GIVEN PASSAGE »
This chapter will explain that our work goes far beyond just describing the problem and considering how it can be solved; it actually moves onto initiating and managing change.

This approach requires a strategy for driving change; and the Transparency Task Force has had an effective strategy for driving change that we have been using to very good effect since we began to operate in May 2015.

The Transparency Task Force strategy for driving change is all about bringing together the thinking of two very important groups:

 – #1, those with a sense of passion & purpose about what needs to change; such as the members of the Transparency Task Force Special Interest Groups and the Transparency Task Force Ambassadors

– #2, those with the power & position to make change happen; such as the politicians, policymakers, regulators, leaders of key trade bodies and professional associations, leaders of key commercial organisations and so on.

The book and the project as a whole are an embodiment of that strategy for driving change.

To attract and engage with the people necessary for our strategy for driving change to work we are doing 3 things:

1. Drawing on the vast existing network of Transparency Task Force members; including the 725 members of our 22 Special Interest Groups and our 117 Ambassadors. This network has been carefully built over the last 4 years and continues to grow quickly.

To see the members of our 22 SIGS you can download the spreadsheet available on this page: 


To see the Transparency Task Force Ambassadors, see this page:


2. Running special meetings around the world;

These special meetings are already underway, and they are proving to be highly successful. As well as strengthening the relationships we have with our existing members around the world who participate in the meetings we are also actively meeting new people and recruiting new members including individuals that will make excellent subject-matter experts and thereby play a key role in providing thought-leadership content for the book as explained later; and also, members of the Scientific Committee as explained later.

RECORD LIST »
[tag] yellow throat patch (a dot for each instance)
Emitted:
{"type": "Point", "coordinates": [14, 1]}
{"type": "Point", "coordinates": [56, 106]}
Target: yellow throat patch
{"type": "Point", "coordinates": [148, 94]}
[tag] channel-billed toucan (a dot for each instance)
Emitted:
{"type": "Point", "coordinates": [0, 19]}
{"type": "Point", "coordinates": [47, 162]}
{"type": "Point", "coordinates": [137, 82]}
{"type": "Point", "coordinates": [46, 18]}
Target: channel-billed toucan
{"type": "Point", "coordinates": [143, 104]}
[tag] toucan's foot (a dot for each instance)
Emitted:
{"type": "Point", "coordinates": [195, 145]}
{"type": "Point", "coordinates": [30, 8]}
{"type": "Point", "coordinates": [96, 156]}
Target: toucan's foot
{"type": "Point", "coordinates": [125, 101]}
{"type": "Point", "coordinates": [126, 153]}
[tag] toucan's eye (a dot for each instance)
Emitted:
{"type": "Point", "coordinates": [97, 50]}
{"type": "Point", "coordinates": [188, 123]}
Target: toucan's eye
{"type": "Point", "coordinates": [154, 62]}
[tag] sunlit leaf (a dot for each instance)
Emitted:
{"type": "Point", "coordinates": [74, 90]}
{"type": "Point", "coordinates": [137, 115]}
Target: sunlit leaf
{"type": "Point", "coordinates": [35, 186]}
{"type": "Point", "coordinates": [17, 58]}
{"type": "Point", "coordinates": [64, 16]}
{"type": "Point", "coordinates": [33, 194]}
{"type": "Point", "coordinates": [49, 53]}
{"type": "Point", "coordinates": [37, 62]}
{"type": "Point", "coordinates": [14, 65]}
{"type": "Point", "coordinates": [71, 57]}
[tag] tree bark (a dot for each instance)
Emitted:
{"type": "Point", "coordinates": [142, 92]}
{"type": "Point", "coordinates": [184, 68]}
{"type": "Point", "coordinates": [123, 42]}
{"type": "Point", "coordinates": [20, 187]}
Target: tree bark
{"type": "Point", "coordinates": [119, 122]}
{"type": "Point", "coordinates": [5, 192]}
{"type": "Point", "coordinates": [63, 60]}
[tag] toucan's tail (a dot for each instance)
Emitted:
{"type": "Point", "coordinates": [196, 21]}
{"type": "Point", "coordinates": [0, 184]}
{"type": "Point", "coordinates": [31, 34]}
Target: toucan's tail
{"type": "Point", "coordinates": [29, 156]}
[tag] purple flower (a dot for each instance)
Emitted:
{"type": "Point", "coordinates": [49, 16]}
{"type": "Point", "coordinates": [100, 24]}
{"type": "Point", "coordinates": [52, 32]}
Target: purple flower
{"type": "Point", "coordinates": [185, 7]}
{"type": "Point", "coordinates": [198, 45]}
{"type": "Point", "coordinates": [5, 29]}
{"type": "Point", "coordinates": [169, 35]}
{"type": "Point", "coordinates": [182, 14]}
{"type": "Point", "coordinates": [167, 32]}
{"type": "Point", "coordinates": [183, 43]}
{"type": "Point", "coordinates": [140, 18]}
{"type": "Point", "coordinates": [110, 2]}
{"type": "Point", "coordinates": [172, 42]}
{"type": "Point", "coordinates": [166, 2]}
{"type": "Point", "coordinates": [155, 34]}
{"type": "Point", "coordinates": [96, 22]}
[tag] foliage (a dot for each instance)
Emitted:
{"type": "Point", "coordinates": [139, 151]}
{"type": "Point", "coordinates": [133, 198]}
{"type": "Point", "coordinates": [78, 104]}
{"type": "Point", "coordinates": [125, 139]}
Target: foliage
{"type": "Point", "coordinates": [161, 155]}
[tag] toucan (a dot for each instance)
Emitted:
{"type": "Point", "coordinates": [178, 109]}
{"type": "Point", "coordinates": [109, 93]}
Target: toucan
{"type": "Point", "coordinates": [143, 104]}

AIM OF THE TASK » Copy out the whole passage on the Transparency Task Force's strategy for driving change word for word. You won't need the listing for this.

RESPONSE TO THIS TASK »
This chapter will explain that our work goes far beyond just describing the problem and considering how it can be solved; it actually moves onto initiating and managing change.

This approach requires a strategy for driving change; and the Transparency Task Force has had an effective strategy for driving change that we have been using to very good effect since we began to operate in May 2015.

The Transparency Task Force strategy for driving change is all about bringing together the thinking of two very important groups:

 – #1, those with a sense of passion & purpose about what needs to change; such as the members of the Transparency Task Force Special Interest Groups and the Transparency Task Force Ambassadors

– #2, those with the power & position to make change happen; such as the politicians, policymakers, regulators, leaders of key trade bodies and professional associations, leaders of key commercial organisations and so on.

The book and the project as a whole are an embodiment of that strategy for driving change.

To attract and engage with the people necessary for our strategy for driving change to work we are doing 3 things:

1. Drawing on the vast existing network of Transparency Task Force members; including the 725 members of our 22 Special Interest Groups and our 117 Ambassadors. This network has been carefully built over the last 4 years and continues to grow quickly.

To see the members of our 22 SIGS you can download the spreadsheet available on this page: 


To see the Transparency Task Force Ambassadors, see this page:


2. Running special meetings around the world;

These special meetings are already underway, and they are proving to be highly successful. As well as strengthening the relationships we have with our existing members around the world who participate in the meetings we are also actively meeting new people and recruiting new members including individuals that will make excellent subject-matter experts and thereby play a key role in providing thought-leadership content for the book as explained later; and also, members of the Scientific Committee as explained later.